* WHAT NEEDS TO BE DONE
Write out the diff summary again from "API / IaC diff" to "new post-deploy checklist).", swapping "UAMI" for "managed identity".

* SUPPLIED TEXT
API / IaC diff summary

  • infra/modules/subscriptionRoles.bicep (new) — sub-scope Microsoft.Authorization/roleAssignments granting the UAMI the built-in Reader role. Targets subscription scope.
  • infra/main.bicep — new param assignSubscriptionReader bool = true and conditional module include for the new module. Default-on so behaviour is correct out of the box; can be turned off in restricted tenants where the deployer lacks User Access Administrator (the failure mode for that case is documented in the new post-deploy checklist).
  • api/routes/arm.pylist_subscriptions, list_resource_groups, list_storage_accounts, list_acrs, list_vms log type(exc).__name__: sanitised message with exc_info=True (the silent fallback to [] is preserved so the SPA still degrades gracefully).
  • api/routes/health.py — new GET /api/health/azure-discovery endpoint: unauth, read-only, hard-capped to 5 subs and 1 RG list, surfaces a hint for whichever step fails. Comment in the endpoint explicitly forbids polling it from a dashboard.
  • docs/container-apps-migration.md — appended a "Post-deploy Smoke Checklist (RBAC + discovery)" section that walks through MI attach / AZURE_CLIENT_ID / probe / sub-scope Reader / log inspection. Cross-links the local-compose mirror change.

Referring expression data:

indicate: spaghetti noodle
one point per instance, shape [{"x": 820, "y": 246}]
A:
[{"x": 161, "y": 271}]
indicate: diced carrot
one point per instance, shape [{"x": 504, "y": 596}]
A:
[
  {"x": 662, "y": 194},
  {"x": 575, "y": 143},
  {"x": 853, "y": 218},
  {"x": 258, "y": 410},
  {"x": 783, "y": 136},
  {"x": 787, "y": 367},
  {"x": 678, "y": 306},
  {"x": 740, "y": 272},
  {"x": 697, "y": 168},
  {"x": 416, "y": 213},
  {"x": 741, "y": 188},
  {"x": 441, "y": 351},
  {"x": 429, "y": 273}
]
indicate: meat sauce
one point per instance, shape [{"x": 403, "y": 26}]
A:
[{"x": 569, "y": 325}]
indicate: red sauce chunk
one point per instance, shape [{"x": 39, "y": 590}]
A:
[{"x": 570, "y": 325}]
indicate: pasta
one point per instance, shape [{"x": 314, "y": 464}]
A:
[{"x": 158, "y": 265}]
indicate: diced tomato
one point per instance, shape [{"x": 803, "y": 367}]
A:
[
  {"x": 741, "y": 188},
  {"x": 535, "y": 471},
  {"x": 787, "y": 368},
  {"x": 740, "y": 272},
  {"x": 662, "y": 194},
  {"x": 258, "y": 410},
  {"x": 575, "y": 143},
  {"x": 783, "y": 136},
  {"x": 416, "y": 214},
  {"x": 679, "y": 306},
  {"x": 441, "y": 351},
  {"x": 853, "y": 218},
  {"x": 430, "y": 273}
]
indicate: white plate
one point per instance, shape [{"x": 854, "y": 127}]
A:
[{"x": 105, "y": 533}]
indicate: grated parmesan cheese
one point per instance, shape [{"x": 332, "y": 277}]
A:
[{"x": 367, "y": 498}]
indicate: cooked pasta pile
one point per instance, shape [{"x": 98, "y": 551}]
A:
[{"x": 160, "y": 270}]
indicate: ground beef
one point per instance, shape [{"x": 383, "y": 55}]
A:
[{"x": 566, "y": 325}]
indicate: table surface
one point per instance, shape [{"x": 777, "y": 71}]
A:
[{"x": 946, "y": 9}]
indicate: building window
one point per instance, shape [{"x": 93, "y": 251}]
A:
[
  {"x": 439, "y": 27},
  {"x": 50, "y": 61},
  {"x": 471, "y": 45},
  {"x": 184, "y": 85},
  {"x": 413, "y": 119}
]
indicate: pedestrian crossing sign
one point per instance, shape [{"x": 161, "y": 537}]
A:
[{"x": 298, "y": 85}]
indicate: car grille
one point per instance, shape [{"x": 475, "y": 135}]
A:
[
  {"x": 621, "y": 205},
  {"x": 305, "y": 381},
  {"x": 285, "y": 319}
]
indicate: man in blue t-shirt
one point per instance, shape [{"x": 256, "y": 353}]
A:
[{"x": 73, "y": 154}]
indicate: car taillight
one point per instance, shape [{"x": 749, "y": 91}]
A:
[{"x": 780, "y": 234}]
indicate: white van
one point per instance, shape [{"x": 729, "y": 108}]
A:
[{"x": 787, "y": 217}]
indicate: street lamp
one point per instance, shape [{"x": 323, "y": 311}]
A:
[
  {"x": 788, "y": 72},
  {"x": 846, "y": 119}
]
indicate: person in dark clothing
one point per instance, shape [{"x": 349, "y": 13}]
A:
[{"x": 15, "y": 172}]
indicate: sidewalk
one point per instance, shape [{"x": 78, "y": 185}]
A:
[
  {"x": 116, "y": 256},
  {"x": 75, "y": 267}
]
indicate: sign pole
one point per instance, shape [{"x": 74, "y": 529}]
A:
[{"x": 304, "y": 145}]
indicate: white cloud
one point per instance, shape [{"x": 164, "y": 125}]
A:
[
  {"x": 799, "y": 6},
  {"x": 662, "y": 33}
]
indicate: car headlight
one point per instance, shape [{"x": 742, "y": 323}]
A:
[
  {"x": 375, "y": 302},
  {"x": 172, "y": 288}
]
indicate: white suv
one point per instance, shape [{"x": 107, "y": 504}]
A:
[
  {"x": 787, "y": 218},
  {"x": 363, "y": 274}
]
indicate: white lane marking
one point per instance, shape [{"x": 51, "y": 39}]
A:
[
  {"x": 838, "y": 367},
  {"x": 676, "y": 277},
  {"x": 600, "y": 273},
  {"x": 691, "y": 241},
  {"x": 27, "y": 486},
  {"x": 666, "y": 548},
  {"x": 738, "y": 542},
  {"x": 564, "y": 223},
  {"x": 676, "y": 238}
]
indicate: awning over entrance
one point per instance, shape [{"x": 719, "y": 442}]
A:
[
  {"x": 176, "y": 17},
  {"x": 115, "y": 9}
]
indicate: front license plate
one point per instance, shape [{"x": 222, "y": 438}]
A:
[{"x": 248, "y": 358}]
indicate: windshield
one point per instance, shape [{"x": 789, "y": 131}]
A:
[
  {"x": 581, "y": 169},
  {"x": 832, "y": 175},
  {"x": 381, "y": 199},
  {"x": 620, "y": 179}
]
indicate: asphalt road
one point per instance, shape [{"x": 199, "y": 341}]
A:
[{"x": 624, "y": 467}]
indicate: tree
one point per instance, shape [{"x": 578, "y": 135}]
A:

* SOLUTION
API / IaC diff summary

  • infra/modules/subscriptionRoles.bicep (new) — sub-scope Microsoft.Authorization/roleAssignments granting the managed identity the built-in Reader role. Targets subscription scope.
  • infra/main.bicep — new param assignSubscriptionReader bool = true and conditional module include for the new module. Default-on so behaviour is correct out of the box; can be turned off in restricted tenants where the deployer lacks User Access Administrator (the failure mode for that case is documented in the new post-deploy checklist).